• [DOCUMENT SECTION]:

Hans Dietrich 2-May-11 0:35am    
Who cares?
Niklas L 2-May-11 2:27am    
I fail to see what a (correct) statement about C++ has to do with any other language.
Stefan_Lang 2-May-11 9:59am    
Ajay, if you're referring to the binaries that C compilers produce and the P-code that Java produces, that has got nothing to do with platform dependencies, nor hardware dependency. Both languages, as a language are neither dependent on platform, nor hardware. The C++ compiler is, as is the Java Runtime, but neither has anything to do with the dependencies of the source code.
Ajay Vijayvargiya 2-May-11 10:13am    
I agree with you Stefan. But when asked "platform dependent language", obvious answer would be C/C++, and when asked "PI language", Java would come out. A Java compiler produces byte-code, and therefore it can be executed on compliant JVM without any changes - the same binary can be shipped to multiple platforms. But that's not possible with C++ - it is native binary. And that's the reason languages are categorized.

• [Object detection data]:
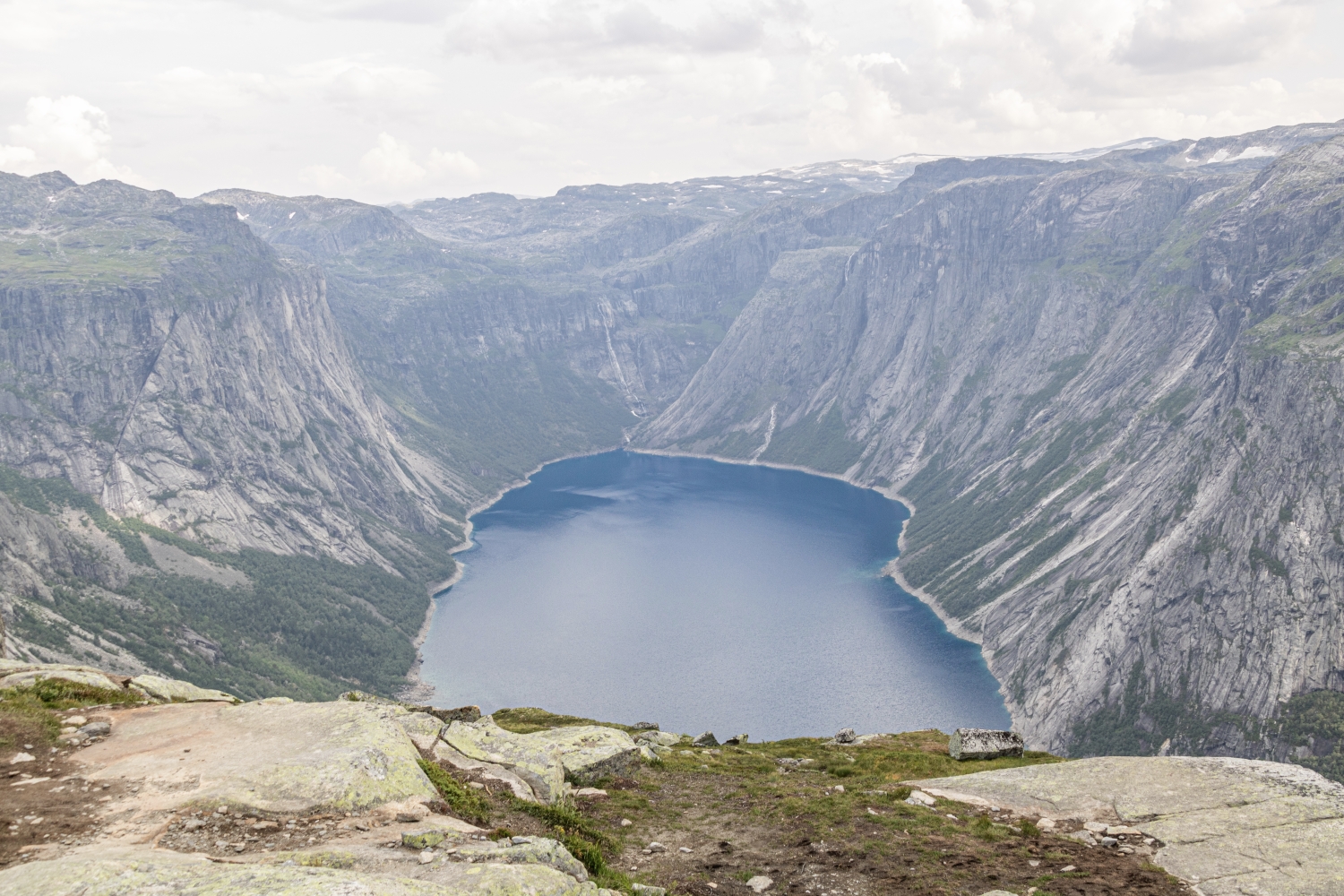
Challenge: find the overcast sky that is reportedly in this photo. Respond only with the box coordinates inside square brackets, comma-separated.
[0, 0, 1344, 202]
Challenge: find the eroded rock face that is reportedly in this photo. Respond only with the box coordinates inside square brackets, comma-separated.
[527, 726, 642, 783]
[443, 716, 564, 804]
[948, 728, 1023, 759]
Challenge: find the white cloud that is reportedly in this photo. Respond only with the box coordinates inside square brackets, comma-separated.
[0, 97, 140, 183]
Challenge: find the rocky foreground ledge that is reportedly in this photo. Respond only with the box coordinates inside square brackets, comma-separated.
[0, 661, 1344, 896]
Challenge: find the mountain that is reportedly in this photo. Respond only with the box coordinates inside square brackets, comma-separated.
[0, 122, 1344, 762]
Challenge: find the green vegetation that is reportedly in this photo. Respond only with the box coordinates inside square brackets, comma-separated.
[417, 759, 491, 825]
[760, 403, 863, 473]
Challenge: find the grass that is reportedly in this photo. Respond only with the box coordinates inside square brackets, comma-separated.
[0, 678, 142, 748]
[417, 759, 491, 825]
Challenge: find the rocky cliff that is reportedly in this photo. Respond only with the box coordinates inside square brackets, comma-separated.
[640, 125, 1344, 754]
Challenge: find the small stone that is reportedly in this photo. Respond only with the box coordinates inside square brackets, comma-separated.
[906, 790, 938, 806]
[574, 788, 607, 799]
[948, 728, 1026, 762]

• [TASKS AND EXERCISES]:
1. Please say whether each statement agrees with the comment thread, answering yes or no and quoting the deciding words: (a) Stefan_Lang says that both languages, as languages, depend on neither platform nor hardware; (b) Ajay Vijayvargiya disagrees with Stefan; (c) Ajay Vijayvargiya says a Java compiler produces native binary.
2. Return the passage of the comment thread from "Niklas L 2-May-11" up to and including "the source code.", copied word for word.

• [WORKED ANSWERS]:
1.
(a) Yes: "Both languages, as a language are neither dependent on platform, nor hardware."
(b) No: "I agree with you Stefan."
(c) No: "A Java compiler produces byte-code"

2.
Niklas L 2-May-11 2:27am    
I fail to see what a (correct) statement about C++ has to do with any other language.
Stefan_Lang 2-May-11 9:59am    
Ajay, if you're referring to the binaries that C compilers produce and the P-code that Java produces, that has got nothing to do with platform dependencies, nor hardware dependency. Both languages, as a language are neither dependent on platform, nor hardware. The C++ compiler is, as is the Java Runtime, but neither has anything to do with the dependencies of the source code.